** Begin Data supplied **
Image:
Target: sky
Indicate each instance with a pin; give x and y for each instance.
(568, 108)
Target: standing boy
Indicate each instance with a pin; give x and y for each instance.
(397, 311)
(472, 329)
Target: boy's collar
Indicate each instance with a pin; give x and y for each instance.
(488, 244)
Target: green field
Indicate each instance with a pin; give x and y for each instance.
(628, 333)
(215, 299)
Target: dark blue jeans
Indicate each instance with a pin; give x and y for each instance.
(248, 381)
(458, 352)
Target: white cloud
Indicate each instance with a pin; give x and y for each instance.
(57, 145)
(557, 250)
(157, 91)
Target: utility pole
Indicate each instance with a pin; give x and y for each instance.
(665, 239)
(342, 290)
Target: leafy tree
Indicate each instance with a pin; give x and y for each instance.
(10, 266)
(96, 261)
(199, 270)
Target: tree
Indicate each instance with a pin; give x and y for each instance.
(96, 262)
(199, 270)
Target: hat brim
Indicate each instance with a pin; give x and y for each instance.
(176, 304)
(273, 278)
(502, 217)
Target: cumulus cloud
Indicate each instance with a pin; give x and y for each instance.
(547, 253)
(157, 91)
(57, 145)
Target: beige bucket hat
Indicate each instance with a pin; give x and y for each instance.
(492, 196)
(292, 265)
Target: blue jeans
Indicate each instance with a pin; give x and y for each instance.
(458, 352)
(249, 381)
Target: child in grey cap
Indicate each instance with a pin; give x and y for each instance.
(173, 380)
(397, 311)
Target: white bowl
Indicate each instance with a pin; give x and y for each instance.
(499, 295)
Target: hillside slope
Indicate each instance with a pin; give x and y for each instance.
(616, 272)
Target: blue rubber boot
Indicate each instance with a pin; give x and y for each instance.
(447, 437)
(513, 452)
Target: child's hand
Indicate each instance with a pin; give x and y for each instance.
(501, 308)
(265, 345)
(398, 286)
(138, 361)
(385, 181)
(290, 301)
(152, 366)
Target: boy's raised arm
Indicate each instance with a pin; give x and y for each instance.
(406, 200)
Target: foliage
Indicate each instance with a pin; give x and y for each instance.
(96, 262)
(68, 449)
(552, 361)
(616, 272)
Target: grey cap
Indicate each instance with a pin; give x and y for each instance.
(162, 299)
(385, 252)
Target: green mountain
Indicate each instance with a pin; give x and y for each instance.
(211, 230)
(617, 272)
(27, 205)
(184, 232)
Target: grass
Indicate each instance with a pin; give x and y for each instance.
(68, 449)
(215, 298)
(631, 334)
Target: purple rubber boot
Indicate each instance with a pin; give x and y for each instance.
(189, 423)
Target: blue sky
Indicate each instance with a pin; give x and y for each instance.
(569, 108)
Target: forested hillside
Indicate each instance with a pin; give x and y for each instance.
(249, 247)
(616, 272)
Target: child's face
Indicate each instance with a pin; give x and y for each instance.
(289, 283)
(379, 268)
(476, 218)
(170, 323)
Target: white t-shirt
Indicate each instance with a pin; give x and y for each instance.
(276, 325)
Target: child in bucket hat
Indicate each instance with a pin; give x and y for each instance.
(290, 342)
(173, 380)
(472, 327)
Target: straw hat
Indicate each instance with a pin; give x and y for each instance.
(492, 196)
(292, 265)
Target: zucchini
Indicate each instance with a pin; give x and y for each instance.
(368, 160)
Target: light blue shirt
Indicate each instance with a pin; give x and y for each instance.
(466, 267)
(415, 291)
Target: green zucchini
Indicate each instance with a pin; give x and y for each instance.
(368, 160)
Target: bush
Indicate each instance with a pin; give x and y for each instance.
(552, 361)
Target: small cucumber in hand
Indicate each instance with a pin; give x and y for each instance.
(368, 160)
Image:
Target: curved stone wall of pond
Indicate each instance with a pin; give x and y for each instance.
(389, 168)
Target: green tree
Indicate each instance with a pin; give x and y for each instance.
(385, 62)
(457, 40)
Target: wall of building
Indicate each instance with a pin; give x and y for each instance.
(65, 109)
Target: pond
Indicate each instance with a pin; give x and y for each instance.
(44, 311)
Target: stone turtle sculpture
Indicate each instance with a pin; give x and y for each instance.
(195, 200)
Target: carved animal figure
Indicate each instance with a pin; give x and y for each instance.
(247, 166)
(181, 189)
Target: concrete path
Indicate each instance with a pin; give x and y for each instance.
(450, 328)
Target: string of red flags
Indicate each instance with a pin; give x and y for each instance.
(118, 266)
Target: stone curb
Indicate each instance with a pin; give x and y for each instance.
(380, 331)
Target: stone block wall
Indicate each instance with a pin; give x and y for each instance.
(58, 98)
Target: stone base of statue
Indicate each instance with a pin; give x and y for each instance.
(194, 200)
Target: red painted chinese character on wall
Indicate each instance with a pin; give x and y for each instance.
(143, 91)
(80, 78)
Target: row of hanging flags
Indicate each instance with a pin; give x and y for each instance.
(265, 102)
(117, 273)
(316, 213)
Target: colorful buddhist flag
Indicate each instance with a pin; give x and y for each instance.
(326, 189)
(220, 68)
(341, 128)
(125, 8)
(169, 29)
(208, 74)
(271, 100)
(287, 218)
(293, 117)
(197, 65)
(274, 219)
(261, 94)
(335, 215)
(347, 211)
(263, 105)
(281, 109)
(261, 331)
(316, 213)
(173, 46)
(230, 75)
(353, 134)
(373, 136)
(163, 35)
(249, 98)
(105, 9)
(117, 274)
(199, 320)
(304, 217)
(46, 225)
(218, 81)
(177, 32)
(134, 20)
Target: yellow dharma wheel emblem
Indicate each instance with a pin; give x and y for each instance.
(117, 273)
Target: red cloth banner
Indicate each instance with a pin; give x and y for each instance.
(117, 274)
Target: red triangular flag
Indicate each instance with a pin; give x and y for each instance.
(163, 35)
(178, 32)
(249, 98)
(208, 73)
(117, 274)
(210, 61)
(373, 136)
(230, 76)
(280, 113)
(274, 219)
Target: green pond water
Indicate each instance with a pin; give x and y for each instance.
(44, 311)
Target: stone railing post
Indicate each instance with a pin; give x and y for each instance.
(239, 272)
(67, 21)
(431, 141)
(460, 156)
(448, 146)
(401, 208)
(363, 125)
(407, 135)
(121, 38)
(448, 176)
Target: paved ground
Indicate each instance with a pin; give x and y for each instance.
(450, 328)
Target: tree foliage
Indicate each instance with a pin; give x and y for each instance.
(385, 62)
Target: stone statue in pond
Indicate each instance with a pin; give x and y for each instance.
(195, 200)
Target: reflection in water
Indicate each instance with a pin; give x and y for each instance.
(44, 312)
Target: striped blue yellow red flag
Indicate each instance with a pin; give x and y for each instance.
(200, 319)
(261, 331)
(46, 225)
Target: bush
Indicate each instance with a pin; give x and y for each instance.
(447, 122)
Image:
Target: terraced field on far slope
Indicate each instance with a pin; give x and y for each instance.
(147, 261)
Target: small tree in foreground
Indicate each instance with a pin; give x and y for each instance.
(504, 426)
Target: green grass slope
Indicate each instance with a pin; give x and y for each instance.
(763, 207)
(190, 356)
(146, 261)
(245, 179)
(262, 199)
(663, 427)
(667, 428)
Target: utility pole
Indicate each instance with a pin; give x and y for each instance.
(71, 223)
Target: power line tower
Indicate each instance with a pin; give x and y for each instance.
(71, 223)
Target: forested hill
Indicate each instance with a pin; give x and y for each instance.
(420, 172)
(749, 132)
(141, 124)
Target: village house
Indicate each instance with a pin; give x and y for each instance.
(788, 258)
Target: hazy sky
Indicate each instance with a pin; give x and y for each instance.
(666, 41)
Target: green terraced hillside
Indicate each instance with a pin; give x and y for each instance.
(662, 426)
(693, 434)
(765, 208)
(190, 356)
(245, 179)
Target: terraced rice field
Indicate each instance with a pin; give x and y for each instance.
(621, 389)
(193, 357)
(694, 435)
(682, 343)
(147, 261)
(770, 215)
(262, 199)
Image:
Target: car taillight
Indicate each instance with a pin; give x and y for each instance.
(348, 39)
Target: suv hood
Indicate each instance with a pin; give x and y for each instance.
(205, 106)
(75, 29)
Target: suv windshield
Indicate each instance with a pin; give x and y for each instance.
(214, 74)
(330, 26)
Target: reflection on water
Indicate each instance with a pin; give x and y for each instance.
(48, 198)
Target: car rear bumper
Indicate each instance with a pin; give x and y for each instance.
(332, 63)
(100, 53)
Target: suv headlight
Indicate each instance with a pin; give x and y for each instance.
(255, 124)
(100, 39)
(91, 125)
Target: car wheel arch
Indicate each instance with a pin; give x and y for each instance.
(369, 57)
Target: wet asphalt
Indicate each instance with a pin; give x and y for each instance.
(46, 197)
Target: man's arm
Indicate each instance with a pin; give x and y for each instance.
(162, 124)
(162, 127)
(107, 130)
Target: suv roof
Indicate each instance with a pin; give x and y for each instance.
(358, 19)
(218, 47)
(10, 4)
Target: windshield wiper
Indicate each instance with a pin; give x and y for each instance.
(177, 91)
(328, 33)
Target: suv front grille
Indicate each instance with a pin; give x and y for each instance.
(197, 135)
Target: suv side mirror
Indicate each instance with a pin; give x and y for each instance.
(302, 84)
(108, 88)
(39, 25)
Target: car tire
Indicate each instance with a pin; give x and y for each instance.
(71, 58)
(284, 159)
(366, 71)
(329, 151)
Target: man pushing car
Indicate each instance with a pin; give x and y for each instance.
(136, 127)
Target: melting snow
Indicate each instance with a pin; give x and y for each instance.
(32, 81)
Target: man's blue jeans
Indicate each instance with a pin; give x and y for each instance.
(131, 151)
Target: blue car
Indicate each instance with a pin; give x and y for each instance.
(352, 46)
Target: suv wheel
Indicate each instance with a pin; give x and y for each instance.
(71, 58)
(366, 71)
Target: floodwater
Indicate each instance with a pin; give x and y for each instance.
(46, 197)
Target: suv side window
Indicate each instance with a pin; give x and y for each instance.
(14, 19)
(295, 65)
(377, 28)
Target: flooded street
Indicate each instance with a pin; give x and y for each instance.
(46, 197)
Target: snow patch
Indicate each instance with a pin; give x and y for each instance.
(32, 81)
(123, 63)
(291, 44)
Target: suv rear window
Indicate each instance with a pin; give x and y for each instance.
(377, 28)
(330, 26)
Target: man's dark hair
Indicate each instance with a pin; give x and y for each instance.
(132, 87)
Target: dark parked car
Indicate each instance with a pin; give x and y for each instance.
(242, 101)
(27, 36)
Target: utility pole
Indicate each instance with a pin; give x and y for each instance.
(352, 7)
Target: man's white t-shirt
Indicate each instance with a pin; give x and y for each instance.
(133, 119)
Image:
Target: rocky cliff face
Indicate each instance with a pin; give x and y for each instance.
** End Data supplied **
In the listing above, find the line containing "Target: flooded street", then reproduce it and each line after it through the end, exactly and with nothing added.

Target: flooded street
Indicate each instance with a pin; give x and y for each instance.
(46, 197)
Target: snow patch
Indicate each instance with a pin; give x and y for each instance.
(32, 81)
(123, 63)
(291, 44)
Target: suv rear window
Indicate each instance with a pin; give x and y for each instance.
(377, 28)
(330, 26)
Target: man's dark hair
Indicate each instance with a pin; give x and y for each instance.
(132, 87)
Target: dark parked car
Indicate each instance with a pin; give x and y for each instance.
(242, 101)
(27, 36)
Target: utility pole
Indicate each instance with a pin; give x and y for each instance.
(352, 7)
Target: man's white t-shirt
Indicate each instance with a pin; give x and y for each instance.
(133, 119)
Image:
Target: rocky cliff face
Indicate each instance with a pin; give x and y for each instance.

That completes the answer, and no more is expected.